**Request**
Output, with no changes, the span of lines that opens with the line containing "For practice, label the smiling mouth" and closes with the last line.
-------
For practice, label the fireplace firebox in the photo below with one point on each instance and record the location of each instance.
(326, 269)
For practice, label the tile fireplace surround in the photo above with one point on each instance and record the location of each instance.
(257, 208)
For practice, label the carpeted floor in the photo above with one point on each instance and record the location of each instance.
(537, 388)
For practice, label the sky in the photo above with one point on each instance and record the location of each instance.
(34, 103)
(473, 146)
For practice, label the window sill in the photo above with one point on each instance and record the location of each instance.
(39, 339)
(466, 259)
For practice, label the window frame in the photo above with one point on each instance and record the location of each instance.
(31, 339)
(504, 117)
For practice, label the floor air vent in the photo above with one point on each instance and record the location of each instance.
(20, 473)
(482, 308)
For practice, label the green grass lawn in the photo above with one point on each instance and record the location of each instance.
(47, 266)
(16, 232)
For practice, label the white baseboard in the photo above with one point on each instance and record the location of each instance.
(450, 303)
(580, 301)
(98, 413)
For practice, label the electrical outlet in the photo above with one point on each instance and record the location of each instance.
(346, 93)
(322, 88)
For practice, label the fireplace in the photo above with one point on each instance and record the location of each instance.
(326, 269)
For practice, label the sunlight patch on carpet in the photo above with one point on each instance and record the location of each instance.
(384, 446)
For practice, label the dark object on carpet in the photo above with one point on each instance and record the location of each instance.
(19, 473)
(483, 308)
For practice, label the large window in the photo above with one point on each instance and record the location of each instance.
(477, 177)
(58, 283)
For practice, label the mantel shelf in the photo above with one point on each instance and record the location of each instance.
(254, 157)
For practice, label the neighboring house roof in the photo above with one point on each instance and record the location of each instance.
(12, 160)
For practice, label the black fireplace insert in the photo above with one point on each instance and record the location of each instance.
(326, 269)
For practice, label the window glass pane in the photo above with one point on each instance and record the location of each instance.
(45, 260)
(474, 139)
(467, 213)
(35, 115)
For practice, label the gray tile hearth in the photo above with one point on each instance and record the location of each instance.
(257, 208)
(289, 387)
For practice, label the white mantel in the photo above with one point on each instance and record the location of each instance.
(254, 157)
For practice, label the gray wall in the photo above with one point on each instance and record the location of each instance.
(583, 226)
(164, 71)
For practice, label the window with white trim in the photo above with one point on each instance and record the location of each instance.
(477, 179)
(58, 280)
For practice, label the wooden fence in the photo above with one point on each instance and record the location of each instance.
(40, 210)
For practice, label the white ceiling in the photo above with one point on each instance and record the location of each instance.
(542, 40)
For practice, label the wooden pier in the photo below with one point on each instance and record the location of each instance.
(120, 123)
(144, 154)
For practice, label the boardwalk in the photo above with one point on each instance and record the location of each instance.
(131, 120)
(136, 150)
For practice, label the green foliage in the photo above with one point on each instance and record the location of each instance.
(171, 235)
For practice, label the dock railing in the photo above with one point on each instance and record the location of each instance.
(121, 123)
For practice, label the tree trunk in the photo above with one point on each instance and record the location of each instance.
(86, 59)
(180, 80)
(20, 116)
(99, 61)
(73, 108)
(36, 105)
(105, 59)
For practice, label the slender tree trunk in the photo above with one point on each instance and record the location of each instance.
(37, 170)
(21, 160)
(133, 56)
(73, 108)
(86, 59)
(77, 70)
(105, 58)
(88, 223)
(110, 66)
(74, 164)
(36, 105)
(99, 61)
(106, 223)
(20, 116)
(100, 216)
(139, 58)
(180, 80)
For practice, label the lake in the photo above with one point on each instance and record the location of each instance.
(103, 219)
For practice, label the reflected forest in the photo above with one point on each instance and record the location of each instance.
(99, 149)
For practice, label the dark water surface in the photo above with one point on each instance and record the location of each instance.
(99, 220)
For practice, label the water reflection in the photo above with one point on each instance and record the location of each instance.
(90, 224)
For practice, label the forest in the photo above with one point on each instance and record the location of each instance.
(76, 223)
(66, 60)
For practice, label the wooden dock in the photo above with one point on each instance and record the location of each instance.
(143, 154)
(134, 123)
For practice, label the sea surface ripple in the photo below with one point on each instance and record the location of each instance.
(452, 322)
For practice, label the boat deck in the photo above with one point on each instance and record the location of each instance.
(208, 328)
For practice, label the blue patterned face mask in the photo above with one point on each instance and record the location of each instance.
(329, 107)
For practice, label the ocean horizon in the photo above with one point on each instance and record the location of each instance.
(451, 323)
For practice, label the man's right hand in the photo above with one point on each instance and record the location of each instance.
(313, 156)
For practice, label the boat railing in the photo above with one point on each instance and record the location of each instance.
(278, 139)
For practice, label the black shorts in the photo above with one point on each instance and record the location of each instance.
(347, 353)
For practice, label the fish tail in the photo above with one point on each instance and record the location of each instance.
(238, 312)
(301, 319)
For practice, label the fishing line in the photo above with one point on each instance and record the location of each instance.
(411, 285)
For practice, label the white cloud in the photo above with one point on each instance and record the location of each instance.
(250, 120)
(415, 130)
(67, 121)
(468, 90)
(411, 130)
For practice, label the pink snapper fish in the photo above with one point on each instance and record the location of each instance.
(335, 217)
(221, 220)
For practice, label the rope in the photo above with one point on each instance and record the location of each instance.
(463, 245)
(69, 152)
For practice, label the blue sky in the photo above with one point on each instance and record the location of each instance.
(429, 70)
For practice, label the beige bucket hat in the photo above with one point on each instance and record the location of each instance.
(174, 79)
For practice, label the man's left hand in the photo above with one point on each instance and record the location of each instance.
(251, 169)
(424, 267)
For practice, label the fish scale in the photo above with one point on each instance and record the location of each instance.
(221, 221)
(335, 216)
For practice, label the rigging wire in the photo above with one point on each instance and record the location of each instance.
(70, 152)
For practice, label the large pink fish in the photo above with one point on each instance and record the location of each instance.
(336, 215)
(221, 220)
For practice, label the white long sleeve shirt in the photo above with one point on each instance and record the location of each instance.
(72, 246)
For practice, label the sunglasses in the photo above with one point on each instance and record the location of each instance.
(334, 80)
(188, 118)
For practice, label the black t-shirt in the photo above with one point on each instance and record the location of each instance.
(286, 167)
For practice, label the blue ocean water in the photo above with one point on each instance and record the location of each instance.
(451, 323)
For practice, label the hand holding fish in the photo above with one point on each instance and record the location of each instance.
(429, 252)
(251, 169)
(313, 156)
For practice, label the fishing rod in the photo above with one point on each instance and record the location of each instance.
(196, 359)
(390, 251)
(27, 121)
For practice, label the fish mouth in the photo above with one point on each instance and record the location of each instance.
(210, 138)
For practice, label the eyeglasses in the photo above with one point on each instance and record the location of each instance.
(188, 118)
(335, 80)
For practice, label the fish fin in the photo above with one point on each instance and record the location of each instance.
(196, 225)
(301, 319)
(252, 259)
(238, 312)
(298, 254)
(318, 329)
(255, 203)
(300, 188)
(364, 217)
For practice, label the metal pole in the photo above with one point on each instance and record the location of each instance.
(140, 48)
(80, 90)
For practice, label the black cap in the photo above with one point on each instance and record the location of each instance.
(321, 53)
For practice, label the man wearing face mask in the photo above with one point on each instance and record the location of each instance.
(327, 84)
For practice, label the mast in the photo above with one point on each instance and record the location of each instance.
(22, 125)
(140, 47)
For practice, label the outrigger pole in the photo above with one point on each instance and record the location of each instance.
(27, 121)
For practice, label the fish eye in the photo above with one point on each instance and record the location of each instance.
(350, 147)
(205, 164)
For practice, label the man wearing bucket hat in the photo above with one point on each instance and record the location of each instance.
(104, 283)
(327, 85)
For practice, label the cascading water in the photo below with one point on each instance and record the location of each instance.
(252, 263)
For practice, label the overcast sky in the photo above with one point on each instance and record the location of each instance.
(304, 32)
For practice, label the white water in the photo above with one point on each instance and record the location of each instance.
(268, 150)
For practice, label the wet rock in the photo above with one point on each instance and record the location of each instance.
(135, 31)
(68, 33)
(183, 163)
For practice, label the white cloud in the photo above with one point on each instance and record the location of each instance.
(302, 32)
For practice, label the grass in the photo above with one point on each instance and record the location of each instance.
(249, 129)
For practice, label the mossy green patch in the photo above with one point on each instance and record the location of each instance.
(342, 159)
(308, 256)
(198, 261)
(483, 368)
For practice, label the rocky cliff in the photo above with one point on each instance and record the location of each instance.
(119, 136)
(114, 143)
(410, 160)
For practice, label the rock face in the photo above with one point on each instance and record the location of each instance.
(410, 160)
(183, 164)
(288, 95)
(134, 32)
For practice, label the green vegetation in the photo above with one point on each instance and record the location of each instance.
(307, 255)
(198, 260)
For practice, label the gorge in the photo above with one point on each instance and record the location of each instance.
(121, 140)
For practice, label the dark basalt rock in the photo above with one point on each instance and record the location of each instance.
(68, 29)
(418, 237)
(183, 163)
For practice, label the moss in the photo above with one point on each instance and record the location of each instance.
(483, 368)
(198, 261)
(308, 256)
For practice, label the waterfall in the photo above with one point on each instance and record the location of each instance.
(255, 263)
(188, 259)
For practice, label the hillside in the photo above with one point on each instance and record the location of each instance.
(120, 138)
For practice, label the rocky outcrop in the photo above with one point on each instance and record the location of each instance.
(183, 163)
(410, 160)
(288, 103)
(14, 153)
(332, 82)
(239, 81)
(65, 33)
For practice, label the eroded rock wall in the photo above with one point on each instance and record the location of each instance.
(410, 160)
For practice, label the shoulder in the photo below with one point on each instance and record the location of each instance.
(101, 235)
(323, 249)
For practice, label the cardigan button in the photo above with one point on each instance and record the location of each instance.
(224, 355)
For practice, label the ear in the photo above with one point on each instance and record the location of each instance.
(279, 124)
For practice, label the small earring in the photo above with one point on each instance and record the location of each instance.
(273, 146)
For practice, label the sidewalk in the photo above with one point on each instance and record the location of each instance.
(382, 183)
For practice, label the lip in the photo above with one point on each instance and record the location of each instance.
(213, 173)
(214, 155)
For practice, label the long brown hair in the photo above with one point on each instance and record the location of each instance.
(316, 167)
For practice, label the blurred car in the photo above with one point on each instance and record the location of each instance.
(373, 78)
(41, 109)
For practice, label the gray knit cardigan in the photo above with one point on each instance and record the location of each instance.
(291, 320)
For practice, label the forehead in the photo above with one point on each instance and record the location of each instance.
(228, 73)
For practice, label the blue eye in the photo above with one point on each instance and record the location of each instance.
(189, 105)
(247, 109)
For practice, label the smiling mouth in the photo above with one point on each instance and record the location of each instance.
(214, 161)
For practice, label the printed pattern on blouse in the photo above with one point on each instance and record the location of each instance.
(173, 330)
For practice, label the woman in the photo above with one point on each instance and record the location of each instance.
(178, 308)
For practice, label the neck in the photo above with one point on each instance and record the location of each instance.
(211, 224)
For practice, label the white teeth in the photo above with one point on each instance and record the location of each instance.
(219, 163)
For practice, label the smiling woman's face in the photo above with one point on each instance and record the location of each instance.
-------
**Result for this exercise**
For practice, label the smiling mouth in the photo above with one point on each instance and record the location of each instance.
(214, 161)
For practice, label the printed pattern on blouse in the photo above with one point on each instance and record the location of each instance.
(173, 330)
For practice, label the woman in the photo above with one point on each instance and record the location of each instance.
(178, 308)
For practice, label the neck in the photo above with one point on each instance and record the location of each instance.
(211, 224)
For practice, label the white teeth in the photo above with one point on each instance and record the location of each instance.
(219, 163)
For practice, label the smiling woman's face in the photo above with one point on each instance and record the location of each instance.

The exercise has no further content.